§ TASK INPUTS
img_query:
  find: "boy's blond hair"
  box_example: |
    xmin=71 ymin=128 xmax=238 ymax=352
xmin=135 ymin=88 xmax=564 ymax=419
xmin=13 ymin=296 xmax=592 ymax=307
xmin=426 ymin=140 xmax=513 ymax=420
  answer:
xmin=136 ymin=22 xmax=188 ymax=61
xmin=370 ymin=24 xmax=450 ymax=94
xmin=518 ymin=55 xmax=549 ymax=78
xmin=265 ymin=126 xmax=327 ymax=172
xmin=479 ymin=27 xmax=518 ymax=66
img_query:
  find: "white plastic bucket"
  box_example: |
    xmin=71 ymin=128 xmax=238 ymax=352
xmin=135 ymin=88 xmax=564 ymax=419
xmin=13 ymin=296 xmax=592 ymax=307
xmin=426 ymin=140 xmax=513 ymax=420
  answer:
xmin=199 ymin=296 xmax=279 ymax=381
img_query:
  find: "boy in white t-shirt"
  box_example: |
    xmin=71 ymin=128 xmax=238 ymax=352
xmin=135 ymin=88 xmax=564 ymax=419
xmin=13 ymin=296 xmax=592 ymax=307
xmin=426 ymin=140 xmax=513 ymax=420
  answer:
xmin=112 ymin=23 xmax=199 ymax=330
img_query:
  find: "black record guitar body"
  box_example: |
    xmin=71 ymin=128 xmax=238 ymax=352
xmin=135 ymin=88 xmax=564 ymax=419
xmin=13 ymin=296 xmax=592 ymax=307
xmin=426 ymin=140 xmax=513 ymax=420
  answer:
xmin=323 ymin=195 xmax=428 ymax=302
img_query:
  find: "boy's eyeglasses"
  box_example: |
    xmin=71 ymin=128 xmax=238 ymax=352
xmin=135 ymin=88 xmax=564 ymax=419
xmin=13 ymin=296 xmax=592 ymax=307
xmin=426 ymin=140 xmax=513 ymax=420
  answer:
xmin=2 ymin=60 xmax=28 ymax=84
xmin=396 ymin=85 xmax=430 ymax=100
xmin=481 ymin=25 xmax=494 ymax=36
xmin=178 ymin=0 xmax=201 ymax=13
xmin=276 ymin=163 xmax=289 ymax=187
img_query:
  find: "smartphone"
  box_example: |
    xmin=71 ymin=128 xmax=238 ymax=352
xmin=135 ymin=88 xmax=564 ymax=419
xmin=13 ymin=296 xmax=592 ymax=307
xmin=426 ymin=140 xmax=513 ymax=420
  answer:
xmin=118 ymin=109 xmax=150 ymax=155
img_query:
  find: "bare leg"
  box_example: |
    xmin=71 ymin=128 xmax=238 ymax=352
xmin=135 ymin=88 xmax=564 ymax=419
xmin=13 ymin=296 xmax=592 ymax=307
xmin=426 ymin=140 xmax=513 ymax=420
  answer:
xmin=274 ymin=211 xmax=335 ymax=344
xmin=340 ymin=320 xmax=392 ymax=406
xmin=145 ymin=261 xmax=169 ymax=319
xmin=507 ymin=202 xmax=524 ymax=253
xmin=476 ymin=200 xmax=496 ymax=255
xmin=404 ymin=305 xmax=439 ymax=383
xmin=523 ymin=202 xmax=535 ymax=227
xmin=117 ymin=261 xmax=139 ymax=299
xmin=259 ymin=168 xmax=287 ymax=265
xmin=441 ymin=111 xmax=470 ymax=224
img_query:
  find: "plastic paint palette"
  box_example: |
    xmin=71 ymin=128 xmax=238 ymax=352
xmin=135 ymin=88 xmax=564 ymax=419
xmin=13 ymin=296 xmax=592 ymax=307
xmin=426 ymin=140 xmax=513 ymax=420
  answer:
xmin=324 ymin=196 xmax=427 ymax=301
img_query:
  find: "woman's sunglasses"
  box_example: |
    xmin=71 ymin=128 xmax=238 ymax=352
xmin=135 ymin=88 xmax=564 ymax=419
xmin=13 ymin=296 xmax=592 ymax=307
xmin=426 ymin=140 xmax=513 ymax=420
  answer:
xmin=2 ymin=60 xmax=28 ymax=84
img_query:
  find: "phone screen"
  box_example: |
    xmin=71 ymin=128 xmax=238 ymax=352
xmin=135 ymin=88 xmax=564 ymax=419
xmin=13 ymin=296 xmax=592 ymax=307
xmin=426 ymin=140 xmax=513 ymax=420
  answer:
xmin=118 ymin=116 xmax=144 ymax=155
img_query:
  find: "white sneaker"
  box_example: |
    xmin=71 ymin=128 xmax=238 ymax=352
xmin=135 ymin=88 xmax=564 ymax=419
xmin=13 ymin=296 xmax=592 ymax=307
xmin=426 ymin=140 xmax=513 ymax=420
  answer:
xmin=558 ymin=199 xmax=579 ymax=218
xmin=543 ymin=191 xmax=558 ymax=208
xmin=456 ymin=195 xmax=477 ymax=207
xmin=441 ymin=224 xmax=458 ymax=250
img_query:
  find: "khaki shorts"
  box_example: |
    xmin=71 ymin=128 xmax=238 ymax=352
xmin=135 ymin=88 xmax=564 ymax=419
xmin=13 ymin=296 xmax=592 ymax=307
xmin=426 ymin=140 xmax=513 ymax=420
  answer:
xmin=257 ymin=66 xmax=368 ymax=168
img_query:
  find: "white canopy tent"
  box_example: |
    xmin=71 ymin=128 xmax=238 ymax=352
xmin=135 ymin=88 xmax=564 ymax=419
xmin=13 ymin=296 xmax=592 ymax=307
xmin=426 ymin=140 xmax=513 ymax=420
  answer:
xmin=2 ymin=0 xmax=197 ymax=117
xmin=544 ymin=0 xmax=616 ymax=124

§ WHAT TO WORK ON
From the records above, gather each line that contains the word "white" and copy those lines out.

§ FINISHED TASK
  find: "white plastic bucket"
  find: "boy in white t-shirt"
  find: "white sneaker"
  find: "white canopy tent"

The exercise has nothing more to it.